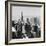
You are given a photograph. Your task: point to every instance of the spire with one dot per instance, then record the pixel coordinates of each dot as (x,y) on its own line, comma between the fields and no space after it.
(21,16)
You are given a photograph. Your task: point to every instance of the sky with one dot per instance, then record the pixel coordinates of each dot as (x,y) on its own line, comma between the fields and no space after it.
(28,12)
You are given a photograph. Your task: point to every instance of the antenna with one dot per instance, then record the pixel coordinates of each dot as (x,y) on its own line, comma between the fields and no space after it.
(21,16)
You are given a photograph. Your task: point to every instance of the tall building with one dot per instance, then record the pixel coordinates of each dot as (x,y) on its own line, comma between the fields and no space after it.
(21,16)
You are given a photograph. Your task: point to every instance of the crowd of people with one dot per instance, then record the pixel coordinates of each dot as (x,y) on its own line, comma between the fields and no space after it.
(23,30)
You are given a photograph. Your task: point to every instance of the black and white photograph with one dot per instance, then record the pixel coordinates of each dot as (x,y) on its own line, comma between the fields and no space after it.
(25,22)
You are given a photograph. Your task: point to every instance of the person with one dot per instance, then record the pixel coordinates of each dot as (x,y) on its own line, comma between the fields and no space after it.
(28,28)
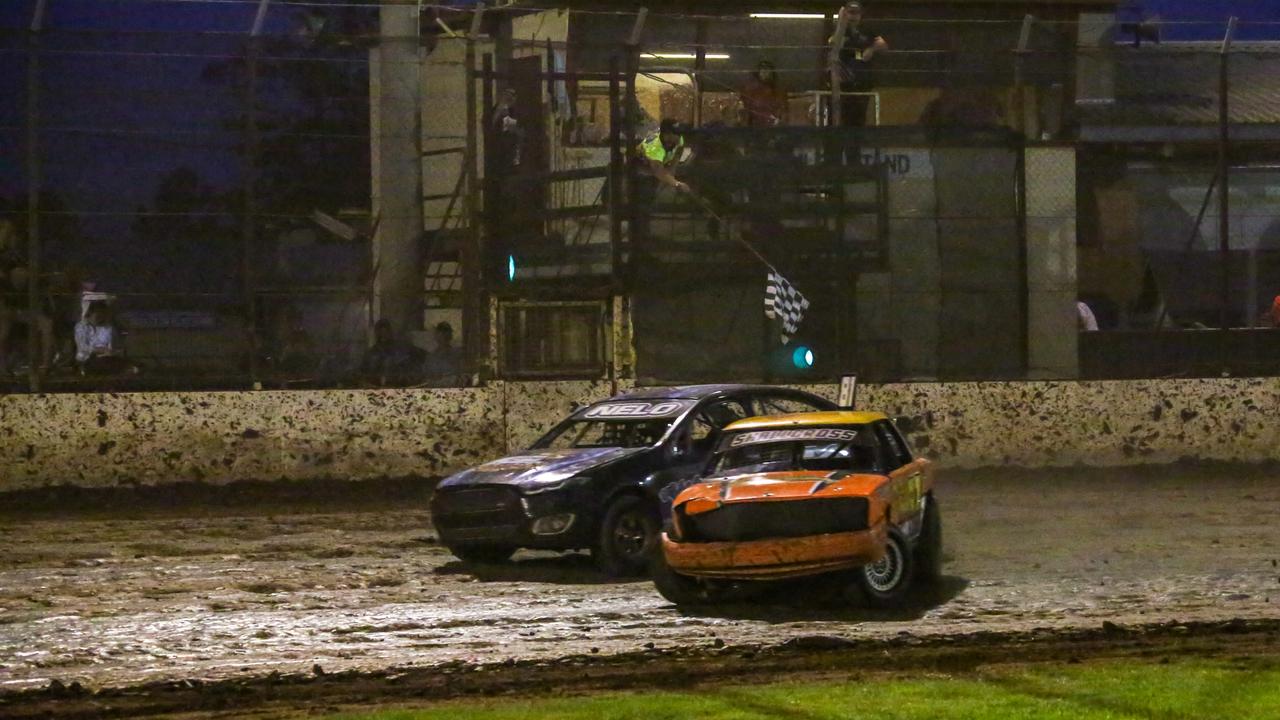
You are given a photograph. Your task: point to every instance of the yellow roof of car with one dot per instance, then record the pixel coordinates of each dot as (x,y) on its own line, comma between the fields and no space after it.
(826,418)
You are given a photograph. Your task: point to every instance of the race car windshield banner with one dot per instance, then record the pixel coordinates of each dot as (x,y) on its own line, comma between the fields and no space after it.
(824,434)
(635,410)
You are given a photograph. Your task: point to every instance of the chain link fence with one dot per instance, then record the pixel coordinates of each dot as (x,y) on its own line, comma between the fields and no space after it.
(216,183)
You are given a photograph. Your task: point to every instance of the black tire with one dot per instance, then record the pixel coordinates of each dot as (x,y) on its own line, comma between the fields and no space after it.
(680,589)
(928,547)
(629,536)
(481,554)
(886,583)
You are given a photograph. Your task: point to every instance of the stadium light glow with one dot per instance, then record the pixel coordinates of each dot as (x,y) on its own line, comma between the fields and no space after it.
(801,358)
(684,55)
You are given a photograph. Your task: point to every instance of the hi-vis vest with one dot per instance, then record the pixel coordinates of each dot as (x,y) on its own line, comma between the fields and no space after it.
(653,149)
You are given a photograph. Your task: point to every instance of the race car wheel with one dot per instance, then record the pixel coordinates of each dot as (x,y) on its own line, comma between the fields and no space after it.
(680,589)
(627,536)
(481,554)
(886,582)
(928,547)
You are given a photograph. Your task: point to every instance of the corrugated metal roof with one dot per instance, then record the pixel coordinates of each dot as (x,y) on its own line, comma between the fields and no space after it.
(1178,85)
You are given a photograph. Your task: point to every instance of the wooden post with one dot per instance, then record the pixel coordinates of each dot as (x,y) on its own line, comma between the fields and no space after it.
(1024,40)
(248,222)
(617,172)
(33,181)
(1224,203)
(629,127)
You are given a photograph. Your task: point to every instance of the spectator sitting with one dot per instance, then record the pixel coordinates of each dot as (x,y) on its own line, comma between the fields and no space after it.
(764,104)
(444,363)
(96,351)
(391,361)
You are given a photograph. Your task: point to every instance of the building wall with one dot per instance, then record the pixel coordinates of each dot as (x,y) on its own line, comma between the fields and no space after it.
(1051,315)
(222,437)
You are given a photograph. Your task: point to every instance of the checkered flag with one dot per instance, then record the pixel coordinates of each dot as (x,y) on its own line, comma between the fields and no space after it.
(784,302)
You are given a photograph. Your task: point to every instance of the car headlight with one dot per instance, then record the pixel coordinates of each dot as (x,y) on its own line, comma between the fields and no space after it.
(553,484)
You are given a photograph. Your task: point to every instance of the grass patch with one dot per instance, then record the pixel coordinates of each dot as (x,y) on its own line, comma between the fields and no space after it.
(168,550)
(1095,691)
(385,580)
(266,587)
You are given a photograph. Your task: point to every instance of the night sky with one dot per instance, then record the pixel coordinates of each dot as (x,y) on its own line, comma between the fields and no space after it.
(147,94)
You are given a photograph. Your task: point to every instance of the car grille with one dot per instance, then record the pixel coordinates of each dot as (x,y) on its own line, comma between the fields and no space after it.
(476,507)
(780,519)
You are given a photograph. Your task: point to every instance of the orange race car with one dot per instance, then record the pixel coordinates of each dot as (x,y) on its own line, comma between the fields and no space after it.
(801,495)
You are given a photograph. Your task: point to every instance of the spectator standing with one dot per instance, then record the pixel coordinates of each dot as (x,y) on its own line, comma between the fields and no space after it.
(507,132)
(856,57)
(444,363)
(764,104)
(1084,319)
(389,360)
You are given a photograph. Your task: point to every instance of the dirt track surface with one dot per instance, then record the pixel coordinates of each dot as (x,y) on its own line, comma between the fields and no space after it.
(113,600)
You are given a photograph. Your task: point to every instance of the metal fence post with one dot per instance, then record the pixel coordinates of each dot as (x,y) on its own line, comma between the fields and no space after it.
(629,128)
(248,223)
(472,253)
(1224,222)
(33,181)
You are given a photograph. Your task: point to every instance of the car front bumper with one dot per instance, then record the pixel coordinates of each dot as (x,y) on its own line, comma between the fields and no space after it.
(504,516)
(776,559)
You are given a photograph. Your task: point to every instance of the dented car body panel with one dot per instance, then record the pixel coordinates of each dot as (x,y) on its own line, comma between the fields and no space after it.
(627,445)
(822,495)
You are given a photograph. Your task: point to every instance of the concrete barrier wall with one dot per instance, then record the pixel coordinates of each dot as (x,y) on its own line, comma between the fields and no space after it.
(222,437)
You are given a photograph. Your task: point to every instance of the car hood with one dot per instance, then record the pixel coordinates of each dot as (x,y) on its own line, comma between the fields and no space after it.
(540,466)
(769,487)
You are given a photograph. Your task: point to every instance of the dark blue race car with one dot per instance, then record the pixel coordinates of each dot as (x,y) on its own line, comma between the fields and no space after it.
(593,481)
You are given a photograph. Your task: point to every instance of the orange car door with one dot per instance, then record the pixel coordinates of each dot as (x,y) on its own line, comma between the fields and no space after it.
(908,477)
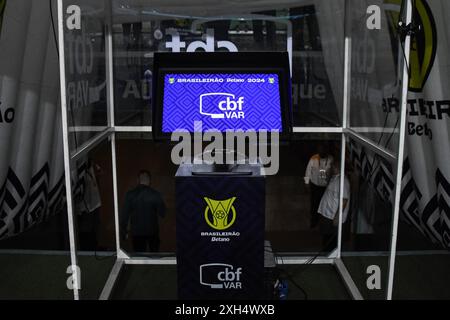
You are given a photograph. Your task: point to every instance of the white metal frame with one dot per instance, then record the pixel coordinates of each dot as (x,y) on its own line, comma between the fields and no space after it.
(335,258)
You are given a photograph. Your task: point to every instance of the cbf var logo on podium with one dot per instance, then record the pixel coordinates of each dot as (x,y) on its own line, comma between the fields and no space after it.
(220,215)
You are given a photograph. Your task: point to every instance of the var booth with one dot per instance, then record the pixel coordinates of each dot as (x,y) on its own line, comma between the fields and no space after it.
(235,225)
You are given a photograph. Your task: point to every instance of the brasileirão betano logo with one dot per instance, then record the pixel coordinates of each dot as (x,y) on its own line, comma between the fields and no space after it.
(423,45)
(220,215)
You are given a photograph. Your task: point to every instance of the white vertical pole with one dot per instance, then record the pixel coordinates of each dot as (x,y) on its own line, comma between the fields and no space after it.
(111,115)
(400,155)
(345,122)
(67,161)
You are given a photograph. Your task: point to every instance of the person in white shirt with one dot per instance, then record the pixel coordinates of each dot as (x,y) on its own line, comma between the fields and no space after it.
(317,176)
(329,207)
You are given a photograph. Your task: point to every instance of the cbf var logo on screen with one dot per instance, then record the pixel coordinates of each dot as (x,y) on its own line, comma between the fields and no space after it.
(220,276)
(219,105)
(220,215)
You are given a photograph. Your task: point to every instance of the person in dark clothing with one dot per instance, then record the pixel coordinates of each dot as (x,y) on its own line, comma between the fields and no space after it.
(142,209)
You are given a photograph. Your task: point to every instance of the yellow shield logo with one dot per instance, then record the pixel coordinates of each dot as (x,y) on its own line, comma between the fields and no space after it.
(423,44)
(220,215)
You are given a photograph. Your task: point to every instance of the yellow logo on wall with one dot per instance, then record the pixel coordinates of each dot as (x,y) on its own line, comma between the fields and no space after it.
(220,215)
(423,47)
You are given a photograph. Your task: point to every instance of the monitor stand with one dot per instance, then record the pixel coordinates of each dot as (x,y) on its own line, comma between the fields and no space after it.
(223,167)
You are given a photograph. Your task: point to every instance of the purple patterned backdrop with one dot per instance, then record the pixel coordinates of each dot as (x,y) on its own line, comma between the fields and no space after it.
(221,101)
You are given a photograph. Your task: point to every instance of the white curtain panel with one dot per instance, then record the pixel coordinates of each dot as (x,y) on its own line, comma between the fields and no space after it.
(31,163)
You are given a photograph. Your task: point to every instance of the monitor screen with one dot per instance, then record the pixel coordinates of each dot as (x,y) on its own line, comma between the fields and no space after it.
(221,101)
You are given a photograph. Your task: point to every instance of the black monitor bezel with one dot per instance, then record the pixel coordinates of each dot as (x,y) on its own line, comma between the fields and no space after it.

## Problem details
Would you transcribe, exactly, the lines running from the one that contains "the white curtain" through the final line of the listing above? Include both ends and nothing else.

## Solution for this problem
You are given a photograph. Your task: point to every instance of the white curtain panel with one dot per instance, then record the pixel coordinates of each dot as (x,y) on its own line, comma between the fields and no space after it.
(31,163)
You are given a photograph. Your task: point to every instance of the monitor screen with one dot per instance, then record the pixel coordinates of each dot as (x,y) on its own line, comma between the fields and no space after it.
(221,101)
You are given a photograph. Your task: point to every instance of the black monitor bezel with one dot per instance, then record the pixel coordinates of each dot as (x,y) on its own line, comma between the fields and no space after it.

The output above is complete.